WORK ITEM: Line by line, give the data again exactly as it appears.

(Collected data)
'''

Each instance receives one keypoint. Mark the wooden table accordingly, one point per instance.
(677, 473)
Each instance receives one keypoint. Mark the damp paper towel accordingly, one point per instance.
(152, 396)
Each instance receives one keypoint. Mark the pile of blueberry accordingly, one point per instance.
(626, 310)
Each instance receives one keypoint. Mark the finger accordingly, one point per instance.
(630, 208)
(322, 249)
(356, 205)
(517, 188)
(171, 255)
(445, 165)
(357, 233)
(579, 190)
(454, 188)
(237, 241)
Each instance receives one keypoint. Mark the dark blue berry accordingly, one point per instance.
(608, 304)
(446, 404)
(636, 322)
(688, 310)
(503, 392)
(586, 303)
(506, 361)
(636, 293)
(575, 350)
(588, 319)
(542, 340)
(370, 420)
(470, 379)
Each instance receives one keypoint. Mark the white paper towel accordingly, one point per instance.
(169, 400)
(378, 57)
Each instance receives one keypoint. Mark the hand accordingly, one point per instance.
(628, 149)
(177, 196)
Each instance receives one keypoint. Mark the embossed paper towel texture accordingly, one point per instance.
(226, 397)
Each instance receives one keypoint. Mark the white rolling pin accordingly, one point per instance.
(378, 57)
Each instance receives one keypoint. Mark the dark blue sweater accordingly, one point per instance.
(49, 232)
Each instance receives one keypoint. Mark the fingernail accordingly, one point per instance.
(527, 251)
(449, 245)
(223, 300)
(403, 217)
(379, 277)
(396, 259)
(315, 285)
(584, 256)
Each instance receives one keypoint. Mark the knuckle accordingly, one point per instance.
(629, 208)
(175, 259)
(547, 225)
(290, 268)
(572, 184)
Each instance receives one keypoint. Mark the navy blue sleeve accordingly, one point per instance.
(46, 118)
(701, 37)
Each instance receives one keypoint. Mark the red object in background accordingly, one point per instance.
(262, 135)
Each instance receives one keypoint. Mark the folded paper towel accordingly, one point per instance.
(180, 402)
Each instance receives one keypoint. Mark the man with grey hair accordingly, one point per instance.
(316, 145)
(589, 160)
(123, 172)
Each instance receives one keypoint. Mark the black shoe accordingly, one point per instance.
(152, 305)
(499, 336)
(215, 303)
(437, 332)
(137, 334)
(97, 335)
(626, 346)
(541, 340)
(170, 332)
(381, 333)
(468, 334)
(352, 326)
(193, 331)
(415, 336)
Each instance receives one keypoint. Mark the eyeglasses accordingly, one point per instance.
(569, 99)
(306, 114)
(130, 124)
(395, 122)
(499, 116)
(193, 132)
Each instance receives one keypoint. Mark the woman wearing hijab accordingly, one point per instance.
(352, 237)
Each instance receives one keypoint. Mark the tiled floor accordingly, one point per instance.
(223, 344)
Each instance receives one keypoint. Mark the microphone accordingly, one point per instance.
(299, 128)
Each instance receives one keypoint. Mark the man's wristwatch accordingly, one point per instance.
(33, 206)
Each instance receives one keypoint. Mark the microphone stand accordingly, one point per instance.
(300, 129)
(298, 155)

'''

EXERCISE RESPONSE:
Each instance receives one keypoint. Mark the wooden table accordingly, one point per instance.
(677, 473)
Each instance receives one keypoint. Mark the damp paper towel accordingly, one point per instance.
(152, 396)
Each instance receives one keypoint. Mark the pile of blueberry accordingly, one point per instance.
(626, 310)
Each instance receives one keypoint. Mark the finger accordingly, one point per instance.
(630, 208)
(322, 249)
(356, 205)
(517, 188)
(171, 255)
(445, 165)
(357, 233)
(579, 190)
(454, 188)
(237, 241)
Each instance receives one keypoint. Mark the dark blue berry accordingly, one point per instance.
(608, 304)
(446, 404)
(636, 322)
(688, 310)
(503, 392)
(586, 303)
(506, 361)
(636, 293)
(575, 350)
(588, 319)
(542, 340)
(370, 420)
(470, 379)
Each instance receives one keypoint. Mark the white paper towel accordingly, one point per instance.
(169, 400)
(378, 57)
Each instance receives one keypoint. Mark the hand accordingly, one point per instance.
(628, 149)
(177, 196)
Each instance receives one keypoint. Mark the embossed paper towel texture accordingly, one point per instance.
(226, 397)
Each instance receives one keypoint. Mark the white rolling pin accordingly, one point per instance.
(378, 57)
Each instance receives one keypoint. Mark the dark blue sweater accordingly, one point per instance.
(49, 232)
Each instance receives one keypoint. Mark the fingernail accordingly, one point per instance.
(527, 251)
(449, 245)
(223, 300)
(403, 217)
(379, 277)
(396, 259)
(315, 285)
(584, 256)
Each instance receives one keypoint. Mark the knuckle accordingly, one point per instance.
(629, 208)
(175, 259)
(547, 225)
(290, 268)
(572, 184)
Each instance receives one keypoint. Mark the navy blue sleeve accordingly, one point per instance.
(46, 118)
(701, 37)
Each instance receives one keypoint. Mark the red object in background accordingly, one point per instance.
(262, 135)
Each instance receives one keypoint. Mark the folded paper towel accordingly, one point per instance.
(180, 402)
Each instance receives one keypoint. Mark the man with grey hair accordingly, one point per instance.
(316, 145)
(589, 160)
(123, 172)
Each instance receives one keypoint. Mark the black shoe accordingly, one point per instance.
(152, 305)
(499, 336)
(215, 303)
(437, 332)
(137, 334)
(97, 335)
(626, 346)
(541, 340)
(170, 332)
(381, 333)
(468, 334)
(352, 326)
(193, 331)
(415, 336)
Each instance receives one keypoint. Mark the eyeglasses accordingly, one point per instance.
(569, 99)
(306, 114)
(130, 124)
(395, 122)
(499, 116)
(193, 132)
Each instance receives one keypoint. Mark the woman wearing hijab accordingly, one point per instance.
(352, 237)
Each instance receives one keypoint. Mark the tiled floor accordingly, one point per instance.
(223, 344)
Each instance receives one keypoint. Mark the microphone accordingly, one point per instance.
(299, 128)
Each instance receives one keypoint. Mark the man's wristwatch accordingly, one point per instance.
(33, 206)
Each instance receives one keypoint. Mark the microphone stand accordingly, one point per instance.
(300, 129)
(298, 155)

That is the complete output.